> **What you are asked to do**: Of the entries below, return exactly those lines that fall between the one containing "e.g. [[84, 59]]" and the one containing "e.g. [[47, 76]]", the two end lines included.

Referring expression data
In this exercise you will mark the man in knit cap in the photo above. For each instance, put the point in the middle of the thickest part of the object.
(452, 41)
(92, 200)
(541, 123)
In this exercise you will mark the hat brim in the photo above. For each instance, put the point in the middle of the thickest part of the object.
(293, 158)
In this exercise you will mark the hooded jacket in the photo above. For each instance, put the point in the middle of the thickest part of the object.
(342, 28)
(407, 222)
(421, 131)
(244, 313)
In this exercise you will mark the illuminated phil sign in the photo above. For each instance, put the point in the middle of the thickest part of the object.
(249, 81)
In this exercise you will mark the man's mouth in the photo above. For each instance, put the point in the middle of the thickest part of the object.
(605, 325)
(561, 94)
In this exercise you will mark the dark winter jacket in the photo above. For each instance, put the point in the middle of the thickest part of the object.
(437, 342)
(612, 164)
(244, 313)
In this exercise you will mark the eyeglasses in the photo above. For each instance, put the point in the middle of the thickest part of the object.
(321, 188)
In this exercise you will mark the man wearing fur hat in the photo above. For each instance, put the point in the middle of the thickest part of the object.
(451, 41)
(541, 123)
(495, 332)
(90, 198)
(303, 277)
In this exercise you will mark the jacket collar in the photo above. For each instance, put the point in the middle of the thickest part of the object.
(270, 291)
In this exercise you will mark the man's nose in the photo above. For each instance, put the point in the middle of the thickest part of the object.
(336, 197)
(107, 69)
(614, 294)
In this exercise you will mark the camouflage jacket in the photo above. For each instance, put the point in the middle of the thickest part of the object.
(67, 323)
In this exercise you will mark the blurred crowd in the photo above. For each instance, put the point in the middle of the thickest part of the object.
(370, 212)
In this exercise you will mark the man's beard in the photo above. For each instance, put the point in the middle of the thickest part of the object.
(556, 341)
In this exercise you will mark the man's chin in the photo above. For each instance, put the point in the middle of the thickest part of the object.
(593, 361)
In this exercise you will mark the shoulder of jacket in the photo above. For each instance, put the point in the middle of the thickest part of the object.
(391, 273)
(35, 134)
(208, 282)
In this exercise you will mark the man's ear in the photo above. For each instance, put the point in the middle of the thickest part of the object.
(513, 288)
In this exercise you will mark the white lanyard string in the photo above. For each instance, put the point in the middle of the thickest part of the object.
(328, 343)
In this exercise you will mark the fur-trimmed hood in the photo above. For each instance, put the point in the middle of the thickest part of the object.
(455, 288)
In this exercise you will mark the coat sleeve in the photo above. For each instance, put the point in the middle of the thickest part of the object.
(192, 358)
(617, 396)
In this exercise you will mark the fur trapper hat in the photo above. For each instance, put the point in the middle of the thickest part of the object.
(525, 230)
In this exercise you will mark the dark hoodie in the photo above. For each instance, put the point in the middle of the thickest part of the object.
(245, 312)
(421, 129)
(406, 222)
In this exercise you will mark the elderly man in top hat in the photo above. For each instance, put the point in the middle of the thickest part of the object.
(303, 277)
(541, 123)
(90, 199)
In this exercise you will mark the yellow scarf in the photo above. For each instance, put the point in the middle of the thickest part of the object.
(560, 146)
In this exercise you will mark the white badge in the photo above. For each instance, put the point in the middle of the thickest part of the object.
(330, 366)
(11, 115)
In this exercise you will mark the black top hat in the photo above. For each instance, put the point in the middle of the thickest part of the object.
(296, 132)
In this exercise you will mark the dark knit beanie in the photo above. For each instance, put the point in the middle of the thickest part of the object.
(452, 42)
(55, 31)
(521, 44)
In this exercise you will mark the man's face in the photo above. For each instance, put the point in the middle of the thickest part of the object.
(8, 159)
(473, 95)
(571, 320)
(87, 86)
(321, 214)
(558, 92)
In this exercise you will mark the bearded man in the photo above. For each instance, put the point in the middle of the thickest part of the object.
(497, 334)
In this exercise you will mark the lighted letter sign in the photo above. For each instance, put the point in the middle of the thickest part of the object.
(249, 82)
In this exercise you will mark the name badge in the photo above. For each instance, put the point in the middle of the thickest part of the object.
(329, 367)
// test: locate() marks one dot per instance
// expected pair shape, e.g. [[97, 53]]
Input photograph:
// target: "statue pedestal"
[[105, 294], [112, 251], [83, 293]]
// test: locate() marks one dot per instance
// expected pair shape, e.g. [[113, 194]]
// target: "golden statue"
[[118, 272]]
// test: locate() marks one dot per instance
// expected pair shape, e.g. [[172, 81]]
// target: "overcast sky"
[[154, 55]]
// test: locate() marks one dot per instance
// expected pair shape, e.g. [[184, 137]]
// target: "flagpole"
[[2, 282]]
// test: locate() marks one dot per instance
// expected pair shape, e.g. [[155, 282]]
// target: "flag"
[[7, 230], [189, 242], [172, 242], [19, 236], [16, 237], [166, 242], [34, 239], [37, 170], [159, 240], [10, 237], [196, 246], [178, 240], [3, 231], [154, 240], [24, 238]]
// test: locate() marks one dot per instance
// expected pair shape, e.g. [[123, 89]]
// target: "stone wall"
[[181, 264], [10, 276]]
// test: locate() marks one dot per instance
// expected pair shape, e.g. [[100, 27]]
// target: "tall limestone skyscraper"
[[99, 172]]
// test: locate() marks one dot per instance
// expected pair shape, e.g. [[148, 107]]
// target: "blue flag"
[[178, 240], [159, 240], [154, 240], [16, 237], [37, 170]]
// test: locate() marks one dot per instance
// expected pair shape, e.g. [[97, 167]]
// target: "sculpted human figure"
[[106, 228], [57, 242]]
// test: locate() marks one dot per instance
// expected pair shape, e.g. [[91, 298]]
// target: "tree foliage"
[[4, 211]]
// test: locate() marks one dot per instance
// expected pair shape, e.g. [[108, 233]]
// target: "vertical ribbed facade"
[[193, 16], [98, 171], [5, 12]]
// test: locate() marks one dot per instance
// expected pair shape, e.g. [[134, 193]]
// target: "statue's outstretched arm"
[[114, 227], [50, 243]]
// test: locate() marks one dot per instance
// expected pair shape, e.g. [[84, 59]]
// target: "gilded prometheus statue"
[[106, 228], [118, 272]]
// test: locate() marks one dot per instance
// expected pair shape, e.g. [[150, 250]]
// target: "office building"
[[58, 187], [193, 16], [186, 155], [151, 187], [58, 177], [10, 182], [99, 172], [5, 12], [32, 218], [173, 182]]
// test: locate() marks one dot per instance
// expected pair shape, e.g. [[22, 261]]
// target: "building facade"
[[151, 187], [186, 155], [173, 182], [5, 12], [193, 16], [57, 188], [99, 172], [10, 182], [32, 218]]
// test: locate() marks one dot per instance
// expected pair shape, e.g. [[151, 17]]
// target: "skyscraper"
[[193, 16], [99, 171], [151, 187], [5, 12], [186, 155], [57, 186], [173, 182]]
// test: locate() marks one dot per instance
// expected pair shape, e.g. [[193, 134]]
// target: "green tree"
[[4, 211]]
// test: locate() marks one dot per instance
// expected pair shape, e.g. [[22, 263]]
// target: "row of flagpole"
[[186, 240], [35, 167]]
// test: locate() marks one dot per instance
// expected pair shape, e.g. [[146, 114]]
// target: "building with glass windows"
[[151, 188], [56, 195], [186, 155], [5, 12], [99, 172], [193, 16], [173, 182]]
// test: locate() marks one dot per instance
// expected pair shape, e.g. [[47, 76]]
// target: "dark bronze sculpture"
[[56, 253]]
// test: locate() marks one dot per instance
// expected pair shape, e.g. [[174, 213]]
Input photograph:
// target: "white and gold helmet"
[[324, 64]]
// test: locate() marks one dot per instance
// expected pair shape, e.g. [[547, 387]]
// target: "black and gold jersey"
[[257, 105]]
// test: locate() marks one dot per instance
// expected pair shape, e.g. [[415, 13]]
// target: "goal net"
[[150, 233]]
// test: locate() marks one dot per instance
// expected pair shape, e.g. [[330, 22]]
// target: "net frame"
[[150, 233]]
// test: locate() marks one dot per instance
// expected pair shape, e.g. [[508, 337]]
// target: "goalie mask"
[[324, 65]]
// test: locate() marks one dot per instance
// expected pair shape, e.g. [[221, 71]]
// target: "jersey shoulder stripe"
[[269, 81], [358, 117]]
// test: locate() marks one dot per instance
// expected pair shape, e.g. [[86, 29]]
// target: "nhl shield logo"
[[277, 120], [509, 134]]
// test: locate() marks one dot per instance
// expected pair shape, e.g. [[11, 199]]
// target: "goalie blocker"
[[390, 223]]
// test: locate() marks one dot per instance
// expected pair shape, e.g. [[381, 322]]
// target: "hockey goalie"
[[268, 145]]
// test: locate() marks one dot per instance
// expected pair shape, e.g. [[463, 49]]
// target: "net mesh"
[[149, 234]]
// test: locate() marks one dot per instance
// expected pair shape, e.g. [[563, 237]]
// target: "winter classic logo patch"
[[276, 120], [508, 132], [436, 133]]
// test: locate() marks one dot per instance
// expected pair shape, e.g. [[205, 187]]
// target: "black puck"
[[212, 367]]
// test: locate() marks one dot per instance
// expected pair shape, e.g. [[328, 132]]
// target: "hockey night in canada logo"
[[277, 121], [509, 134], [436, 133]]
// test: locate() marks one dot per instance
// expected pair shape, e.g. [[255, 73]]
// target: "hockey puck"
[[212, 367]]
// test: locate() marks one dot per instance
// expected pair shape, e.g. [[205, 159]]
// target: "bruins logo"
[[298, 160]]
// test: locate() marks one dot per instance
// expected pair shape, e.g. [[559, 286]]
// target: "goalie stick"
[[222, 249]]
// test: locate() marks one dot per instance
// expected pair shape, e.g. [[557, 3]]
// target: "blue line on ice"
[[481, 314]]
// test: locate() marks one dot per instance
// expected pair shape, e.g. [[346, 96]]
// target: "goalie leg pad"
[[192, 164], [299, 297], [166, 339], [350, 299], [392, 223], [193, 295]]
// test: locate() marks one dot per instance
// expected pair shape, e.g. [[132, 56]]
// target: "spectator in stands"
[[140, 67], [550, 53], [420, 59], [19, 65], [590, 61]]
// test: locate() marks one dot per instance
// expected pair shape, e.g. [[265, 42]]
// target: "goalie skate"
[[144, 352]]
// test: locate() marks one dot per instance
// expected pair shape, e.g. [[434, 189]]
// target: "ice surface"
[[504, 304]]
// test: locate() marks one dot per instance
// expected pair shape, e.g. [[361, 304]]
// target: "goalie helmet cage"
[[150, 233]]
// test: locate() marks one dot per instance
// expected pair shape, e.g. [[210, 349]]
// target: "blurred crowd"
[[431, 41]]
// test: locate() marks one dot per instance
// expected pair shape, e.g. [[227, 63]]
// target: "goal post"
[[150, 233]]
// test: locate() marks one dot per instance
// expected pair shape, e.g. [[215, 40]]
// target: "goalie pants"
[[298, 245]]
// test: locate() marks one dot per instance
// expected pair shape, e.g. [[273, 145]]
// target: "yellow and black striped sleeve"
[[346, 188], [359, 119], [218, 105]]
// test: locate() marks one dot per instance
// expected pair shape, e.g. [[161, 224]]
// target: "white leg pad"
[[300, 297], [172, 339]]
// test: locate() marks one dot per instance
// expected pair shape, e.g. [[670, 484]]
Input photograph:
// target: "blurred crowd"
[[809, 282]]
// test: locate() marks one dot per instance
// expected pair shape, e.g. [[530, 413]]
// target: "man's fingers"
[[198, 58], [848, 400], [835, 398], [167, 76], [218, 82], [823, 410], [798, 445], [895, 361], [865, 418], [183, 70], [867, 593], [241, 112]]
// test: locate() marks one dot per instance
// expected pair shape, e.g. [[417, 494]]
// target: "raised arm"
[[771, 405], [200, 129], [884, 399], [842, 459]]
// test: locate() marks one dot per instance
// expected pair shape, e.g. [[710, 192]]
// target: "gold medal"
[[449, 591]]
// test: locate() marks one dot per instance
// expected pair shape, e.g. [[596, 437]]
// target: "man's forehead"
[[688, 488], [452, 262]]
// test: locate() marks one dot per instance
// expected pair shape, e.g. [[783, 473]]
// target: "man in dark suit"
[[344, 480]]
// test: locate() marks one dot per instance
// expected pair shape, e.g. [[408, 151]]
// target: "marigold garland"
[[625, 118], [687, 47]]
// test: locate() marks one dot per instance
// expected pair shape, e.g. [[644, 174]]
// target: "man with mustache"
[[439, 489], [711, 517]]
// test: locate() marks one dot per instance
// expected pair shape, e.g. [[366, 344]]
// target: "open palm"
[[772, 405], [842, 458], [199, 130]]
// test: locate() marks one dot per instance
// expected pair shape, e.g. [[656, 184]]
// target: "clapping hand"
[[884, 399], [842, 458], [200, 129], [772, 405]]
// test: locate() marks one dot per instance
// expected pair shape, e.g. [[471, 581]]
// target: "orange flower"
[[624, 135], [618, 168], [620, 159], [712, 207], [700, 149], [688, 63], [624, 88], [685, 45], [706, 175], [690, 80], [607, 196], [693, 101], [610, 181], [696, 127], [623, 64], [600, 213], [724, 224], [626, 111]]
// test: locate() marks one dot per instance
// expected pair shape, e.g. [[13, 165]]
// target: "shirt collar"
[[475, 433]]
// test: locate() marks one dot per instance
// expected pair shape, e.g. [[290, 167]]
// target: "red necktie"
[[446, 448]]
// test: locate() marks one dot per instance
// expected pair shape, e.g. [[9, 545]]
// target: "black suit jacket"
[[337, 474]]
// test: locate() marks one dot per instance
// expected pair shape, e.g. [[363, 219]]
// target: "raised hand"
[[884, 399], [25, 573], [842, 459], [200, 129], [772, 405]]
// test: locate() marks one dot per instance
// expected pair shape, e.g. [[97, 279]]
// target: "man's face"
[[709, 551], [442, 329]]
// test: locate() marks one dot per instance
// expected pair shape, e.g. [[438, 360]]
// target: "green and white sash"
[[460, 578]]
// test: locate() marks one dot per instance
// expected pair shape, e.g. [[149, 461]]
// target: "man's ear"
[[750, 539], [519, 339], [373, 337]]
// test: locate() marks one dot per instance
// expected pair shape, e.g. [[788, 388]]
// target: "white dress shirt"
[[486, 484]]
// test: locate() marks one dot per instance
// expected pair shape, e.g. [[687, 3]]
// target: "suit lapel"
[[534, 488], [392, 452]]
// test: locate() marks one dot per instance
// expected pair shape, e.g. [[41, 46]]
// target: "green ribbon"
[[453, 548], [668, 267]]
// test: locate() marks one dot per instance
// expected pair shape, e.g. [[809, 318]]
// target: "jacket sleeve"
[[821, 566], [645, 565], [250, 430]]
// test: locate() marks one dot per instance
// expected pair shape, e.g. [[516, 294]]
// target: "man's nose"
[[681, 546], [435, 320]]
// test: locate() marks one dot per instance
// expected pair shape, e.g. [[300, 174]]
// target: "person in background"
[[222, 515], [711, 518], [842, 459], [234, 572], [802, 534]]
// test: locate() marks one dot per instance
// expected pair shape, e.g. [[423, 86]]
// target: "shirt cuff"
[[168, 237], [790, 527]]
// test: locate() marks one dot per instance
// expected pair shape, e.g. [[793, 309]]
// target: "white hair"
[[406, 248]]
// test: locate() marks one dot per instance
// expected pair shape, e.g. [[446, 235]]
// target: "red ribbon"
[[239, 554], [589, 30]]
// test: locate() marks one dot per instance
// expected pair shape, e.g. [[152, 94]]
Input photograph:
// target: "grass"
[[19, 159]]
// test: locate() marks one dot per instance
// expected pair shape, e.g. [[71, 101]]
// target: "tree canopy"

> **Response box**:
// expected pair shape, e.g. [[84, 59]]
// target: "gilded prometheus statue"
[[106, 228], [118, 272]]
// test: locate() marks one dot per instance
// expected pair shape, e.g. [[150, 250]]
// target: "office building"
[[58, 187], [193, 16], [186, 155], [151, 187], [58, 177], [10, 182], [99, 172], [5, 12], [32, 218], [173, 182]]
// test: locate() marks one dot per instance
// expected pair shape, e.g. [[22, 261]]
// target: "building facade"
[[151, 187], [186, 155], [173, 182], [5, 12], [193, 16], [57, 188], [99, 172], [10, 182], [32, 218]]
// test: locate() marks one dot per instance
// expected pair shape, e.g. [[151, 17]]
// target: "skyscraper"
[[193, 16], [99, 171], [151, 187], [5, 12], [186, 155], [57, 186], [173, 182]]
// test: locate() marks one dot per instance
// expected pair shape, e.g. [[193, 134]]
// target: "green tree"
[[4, 211]]
// test: locate() marks one dot per instance
// expected pair shape, e.g. [[22, 263]]
// target: "row of flagpole"
[[186, 240], [35, 167]]
// test: locate() marks one dot per instance
// expected pair shape, e.g. [[146, 114]]
// target: "building with glass windows"
[[151, 188], [56, 195], [186, 155], [5, 12], [99, 172], [193, 16], [173, 182]]
// test: locate() marks one dot per instance
// expected pair shape, e.g. [[47, 76]]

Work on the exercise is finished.